* _WHAT IS ASKED_: Show every line of the data below that contains the word "printed", copying each line in full.
=== LISTED RECORDS ===
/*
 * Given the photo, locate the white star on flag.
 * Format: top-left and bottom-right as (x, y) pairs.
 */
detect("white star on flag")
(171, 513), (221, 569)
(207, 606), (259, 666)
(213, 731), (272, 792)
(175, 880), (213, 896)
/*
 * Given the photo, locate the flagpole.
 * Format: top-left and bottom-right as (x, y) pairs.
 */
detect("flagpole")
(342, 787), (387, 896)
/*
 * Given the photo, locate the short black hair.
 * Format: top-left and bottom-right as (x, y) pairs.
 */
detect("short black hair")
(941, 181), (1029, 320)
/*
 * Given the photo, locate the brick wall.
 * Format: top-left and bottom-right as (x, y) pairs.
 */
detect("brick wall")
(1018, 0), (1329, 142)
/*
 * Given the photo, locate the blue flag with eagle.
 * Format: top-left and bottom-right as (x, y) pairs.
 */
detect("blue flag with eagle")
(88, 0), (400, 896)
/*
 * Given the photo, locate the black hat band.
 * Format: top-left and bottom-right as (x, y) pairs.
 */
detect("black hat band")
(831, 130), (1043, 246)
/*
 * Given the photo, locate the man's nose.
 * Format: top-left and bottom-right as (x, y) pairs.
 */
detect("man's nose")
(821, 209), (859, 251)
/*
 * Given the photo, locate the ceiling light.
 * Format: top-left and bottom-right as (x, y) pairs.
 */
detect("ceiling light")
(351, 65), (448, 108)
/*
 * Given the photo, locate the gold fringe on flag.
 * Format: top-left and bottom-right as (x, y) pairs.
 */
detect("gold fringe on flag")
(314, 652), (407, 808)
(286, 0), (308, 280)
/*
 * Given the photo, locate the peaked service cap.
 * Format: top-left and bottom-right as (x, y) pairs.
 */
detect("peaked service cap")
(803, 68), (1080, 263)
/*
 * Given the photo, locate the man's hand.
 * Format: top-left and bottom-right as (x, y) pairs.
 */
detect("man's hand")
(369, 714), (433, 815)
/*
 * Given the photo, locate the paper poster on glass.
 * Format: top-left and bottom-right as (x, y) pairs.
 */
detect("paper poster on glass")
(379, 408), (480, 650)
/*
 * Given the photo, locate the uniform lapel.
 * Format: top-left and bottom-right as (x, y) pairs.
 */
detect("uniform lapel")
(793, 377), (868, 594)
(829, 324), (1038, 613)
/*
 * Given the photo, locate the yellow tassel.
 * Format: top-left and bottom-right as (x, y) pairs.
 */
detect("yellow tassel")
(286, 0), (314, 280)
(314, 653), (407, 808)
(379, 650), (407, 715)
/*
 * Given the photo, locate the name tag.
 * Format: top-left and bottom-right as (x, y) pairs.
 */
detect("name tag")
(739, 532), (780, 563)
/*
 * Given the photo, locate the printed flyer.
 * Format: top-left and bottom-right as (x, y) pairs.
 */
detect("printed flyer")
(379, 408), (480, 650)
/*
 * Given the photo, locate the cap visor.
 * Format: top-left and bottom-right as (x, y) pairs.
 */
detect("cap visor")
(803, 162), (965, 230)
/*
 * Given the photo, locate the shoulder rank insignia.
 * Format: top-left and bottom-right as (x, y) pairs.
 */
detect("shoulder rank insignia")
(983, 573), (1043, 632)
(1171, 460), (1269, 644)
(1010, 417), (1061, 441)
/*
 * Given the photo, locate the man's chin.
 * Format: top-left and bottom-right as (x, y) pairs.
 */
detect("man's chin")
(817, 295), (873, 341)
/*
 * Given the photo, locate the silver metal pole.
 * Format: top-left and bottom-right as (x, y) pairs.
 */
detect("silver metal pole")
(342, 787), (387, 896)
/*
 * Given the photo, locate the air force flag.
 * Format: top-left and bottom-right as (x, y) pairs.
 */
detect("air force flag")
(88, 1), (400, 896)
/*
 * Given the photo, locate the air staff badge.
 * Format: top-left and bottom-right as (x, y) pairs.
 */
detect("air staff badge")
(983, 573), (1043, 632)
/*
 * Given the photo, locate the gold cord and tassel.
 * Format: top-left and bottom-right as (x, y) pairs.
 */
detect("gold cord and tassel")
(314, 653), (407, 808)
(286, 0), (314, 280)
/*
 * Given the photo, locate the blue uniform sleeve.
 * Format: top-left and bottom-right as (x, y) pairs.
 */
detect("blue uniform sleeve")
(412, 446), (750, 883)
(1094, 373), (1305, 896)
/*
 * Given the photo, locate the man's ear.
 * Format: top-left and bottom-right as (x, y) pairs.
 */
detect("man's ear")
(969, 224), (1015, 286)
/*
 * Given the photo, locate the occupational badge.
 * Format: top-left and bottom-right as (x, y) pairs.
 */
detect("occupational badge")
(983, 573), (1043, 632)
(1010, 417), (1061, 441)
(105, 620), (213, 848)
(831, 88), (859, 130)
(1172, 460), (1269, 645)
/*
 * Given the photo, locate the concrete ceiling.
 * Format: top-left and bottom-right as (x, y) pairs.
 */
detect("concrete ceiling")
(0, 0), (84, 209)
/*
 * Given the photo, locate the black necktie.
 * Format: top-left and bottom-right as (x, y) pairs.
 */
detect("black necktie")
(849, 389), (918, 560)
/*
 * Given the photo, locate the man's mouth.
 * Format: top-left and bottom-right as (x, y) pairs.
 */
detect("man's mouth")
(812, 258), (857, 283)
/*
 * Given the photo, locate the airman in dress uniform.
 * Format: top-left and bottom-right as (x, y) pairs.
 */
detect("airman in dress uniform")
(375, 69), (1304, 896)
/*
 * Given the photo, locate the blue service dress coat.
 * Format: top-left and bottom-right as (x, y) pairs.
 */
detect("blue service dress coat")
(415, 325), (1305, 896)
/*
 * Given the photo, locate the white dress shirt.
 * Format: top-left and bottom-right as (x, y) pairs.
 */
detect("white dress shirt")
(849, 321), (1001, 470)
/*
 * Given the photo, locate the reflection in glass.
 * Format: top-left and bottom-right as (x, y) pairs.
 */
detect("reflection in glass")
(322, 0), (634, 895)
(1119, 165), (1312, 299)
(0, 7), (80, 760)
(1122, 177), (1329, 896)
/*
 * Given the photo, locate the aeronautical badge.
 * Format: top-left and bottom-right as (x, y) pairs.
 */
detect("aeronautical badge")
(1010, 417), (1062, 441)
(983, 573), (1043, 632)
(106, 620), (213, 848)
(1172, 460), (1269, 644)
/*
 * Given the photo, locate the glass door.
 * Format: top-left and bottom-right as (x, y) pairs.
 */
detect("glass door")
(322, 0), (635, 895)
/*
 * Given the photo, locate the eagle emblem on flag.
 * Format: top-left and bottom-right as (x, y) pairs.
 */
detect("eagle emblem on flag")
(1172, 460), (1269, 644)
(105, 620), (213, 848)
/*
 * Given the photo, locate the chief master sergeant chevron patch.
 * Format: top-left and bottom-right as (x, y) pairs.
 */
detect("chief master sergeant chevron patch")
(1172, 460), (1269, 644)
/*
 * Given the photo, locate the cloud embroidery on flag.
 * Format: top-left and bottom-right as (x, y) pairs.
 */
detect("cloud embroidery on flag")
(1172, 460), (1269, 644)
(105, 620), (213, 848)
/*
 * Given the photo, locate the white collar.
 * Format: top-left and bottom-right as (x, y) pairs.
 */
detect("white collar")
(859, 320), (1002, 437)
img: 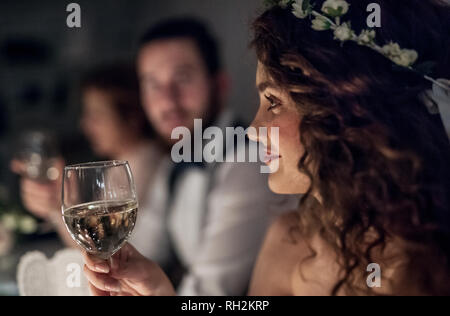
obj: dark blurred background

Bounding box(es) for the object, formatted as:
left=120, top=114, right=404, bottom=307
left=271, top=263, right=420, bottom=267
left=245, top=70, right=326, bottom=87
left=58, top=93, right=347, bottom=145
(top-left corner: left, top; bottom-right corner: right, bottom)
left=0, top=0, right=262, bottom=199
left=0, top=0, right=263, bottom=295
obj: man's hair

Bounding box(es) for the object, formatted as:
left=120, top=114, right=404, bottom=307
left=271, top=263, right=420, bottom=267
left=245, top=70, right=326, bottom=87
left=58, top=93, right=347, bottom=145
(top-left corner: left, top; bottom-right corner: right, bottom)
left=81, top=62, right=154, bottom=137
left=139, top=17, right=222, bottom=75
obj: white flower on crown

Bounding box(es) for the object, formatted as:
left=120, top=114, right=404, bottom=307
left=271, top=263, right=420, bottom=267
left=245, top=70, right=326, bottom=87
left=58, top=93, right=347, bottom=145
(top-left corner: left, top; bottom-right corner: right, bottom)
left=312, top=16, right=331, bottom=31
left=292, top=0, right=310, bottom=19
left=382, top=42, right=419, bottom=67
left=334, top=23, right=353, bottom=42
left=358, top=30, right=377, bottom=45
left=322, top=0, right=350, bottom=17
left=382, top=42, right=402, bottom=56
left=392, top=49, right=419, bottom=67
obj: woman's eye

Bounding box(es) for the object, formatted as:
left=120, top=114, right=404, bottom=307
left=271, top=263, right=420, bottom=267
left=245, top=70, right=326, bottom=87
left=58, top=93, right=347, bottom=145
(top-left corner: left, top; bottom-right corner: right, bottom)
left=265, top=95, right=280, bottom=111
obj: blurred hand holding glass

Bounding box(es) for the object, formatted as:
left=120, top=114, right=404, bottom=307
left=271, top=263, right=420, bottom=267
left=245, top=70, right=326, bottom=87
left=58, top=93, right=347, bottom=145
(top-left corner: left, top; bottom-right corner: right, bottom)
left=62, top=161, right=138, bottom=260
left=13, top=130, right=61, bottom=182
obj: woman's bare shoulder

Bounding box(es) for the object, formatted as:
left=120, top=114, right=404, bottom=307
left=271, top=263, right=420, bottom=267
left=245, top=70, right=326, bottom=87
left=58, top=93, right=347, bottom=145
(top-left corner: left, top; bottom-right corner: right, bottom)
left=249, top=212, right=305, bottom=296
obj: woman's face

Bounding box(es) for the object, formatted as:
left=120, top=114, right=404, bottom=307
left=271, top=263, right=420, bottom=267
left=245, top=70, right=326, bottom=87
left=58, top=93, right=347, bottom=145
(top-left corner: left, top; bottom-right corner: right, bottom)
left=81, top=88, right=134, bottom=159
left=249, top=63, right=310, bottom=194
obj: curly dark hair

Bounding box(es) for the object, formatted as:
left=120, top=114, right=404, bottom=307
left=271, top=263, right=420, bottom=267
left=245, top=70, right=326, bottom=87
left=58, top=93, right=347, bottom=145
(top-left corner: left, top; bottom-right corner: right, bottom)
left=252, top=0, right=450, bottom=295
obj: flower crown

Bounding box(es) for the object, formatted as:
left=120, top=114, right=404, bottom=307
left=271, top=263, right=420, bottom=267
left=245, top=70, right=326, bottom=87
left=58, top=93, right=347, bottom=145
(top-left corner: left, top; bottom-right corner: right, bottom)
left=265, top=0, right=450, bottom=91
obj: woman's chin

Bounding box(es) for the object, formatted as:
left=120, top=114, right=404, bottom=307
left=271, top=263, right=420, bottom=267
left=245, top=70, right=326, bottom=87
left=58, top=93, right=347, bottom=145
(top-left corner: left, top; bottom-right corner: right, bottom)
left=269, top=172, right=308, bottom=195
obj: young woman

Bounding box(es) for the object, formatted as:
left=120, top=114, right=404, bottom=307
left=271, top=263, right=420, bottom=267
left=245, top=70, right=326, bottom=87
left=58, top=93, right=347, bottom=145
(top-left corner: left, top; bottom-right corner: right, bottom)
left=85, top=0, right=450, bottom=295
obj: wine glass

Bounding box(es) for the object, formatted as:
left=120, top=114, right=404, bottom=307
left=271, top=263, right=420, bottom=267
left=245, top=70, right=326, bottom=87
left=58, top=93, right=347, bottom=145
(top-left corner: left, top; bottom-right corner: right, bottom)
left=62, top=161, right=138, bottom=260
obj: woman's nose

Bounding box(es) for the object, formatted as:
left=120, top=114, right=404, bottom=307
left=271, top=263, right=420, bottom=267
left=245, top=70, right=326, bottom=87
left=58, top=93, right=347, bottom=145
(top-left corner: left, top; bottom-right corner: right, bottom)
left=247, top=123, right=259, bottom=142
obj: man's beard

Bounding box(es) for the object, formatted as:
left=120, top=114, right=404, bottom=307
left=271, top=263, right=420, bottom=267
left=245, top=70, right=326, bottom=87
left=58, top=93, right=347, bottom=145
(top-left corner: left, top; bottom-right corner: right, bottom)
left=155, top=89, right=223, bottom=153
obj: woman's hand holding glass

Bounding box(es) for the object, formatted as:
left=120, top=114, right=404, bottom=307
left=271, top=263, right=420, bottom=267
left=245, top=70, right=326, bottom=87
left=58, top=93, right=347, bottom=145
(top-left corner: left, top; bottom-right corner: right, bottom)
left=84, top=244, right=176, bottom=296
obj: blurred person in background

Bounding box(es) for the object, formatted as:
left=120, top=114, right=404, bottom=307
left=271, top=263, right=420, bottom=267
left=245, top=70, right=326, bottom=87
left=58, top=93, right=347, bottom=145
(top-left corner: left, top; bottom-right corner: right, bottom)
left=11, top=64, right=161, bottom=246
left=107, top=18, right=298, bottom=296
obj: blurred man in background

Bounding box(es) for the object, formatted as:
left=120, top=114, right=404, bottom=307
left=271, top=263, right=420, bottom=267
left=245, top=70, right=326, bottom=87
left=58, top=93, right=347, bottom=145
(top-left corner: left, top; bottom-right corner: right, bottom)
left=131, top=19, right=298, bottom=296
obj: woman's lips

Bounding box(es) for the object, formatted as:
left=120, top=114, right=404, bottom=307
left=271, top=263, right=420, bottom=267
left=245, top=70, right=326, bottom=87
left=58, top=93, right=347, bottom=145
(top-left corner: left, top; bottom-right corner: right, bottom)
left=264, top=152, right=281, bottom=165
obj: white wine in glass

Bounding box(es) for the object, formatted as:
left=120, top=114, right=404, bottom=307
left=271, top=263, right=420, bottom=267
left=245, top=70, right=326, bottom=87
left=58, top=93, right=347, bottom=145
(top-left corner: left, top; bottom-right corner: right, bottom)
left=62, top=161, right=138, bottom=260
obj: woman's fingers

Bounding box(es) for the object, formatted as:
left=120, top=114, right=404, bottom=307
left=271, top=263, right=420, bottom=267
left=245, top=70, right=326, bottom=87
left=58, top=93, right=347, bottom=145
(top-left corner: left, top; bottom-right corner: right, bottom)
left=89, top=282, right=111, bottom=296
left=84, top=265, right=121, bottom=292
left=83, top=251, right=110, bottom=274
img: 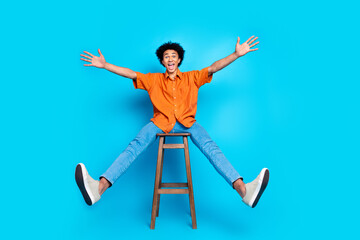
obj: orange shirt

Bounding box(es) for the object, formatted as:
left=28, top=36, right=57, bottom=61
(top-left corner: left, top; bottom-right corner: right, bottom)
left=133, top=68, right=212, bottom=133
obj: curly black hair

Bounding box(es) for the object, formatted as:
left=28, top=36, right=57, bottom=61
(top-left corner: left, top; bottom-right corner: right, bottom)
left=156, top=41, right=185, bottom=67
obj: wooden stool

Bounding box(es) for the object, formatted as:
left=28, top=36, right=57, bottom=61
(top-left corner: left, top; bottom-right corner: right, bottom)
left=150, top=133, right=196, bottom=229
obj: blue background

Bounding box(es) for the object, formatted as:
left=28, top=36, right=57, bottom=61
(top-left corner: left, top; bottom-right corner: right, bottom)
left=0, top=0, right=360, bottom=239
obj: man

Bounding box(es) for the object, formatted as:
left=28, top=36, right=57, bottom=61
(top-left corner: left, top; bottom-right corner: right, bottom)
left=75, top=36, right=269, bottom=207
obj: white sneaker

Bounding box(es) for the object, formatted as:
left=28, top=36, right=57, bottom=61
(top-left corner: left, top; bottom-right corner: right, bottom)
left=242, top=168, right=270, bottom=208
left=75, top=163, right=100, bottom=206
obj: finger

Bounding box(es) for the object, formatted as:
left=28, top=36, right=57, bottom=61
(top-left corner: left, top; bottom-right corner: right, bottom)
left=80, top=58, right=91, bottom=62
left=80, top=54, right=91, bottom=59
left=84, top=51, right=95, bottom=57
left=249, top=37, right=258, bottom=45
left=245, top=36, right=254, bottom=44
left=250, top=42, right=259, bottom=48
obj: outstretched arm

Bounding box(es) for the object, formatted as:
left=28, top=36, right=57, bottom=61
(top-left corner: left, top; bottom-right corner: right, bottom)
left=80, top=49, right=137, bottom=79
left=209, top=36, right=259, bottom=76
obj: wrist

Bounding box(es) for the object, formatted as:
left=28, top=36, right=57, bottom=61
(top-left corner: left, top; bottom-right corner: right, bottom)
left=233, top=51, right=241, bottom=59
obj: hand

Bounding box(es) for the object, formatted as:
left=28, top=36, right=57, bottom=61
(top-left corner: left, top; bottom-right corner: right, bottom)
left=80, top=49, right=106, bottom=68
left=235, top=36, right=259, bottom=57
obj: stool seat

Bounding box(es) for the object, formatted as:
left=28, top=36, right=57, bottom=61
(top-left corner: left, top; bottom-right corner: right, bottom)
left=156, top=133, right=191, bottom=137
left=150, top=133, right=196, bottom=229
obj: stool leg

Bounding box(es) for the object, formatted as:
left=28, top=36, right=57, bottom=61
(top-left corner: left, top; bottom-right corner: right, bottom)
left=156, top=138, right=165, bottom=217
left=150, top=137, right=164, bottom=229
left=183, top=137, right=197, bottom=229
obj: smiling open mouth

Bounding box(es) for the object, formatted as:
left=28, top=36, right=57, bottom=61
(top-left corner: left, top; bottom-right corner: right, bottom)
left=168, top=63, right=175, bottom=70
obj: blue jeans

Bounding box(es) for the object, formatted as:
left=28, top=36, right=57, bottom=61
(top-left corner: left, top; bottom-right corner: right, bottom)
left=100, top=122, right=242, bottom=187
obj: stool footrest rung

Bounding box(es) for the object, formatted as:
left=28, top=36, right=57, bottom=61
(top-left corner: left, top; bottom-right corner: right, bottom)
left=160, top=183, right=188, bottom=188
left=158, top=188, right=189, bottom=194
left=163, top=143, right=185, bottom=148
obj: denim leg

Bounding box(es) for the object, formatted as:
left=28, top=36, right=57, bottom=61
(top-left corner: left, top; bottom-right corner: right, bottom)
left=187, top=122, right=242, bottom=187
left=100, top=122, right=164, bottom=185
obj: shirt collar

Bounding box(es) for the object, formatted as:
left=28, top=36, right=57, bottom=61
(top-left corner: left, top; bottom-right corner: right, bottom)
left=165, top=69, right=182, bottom=80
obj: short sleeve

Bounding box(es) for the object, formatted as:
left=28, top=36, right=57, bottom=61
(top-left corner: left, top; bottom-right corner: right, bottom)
left=133, top=72, right=154, bottom=91
left=194, top=67, right=213, bottom=88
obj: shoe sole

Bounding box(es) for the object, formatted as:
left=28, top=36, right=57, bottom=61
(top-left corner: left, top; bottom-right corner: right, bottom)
===
* _ANSWER_:
 * Given the photo, locate the printed flyer.
detect("printed flyer")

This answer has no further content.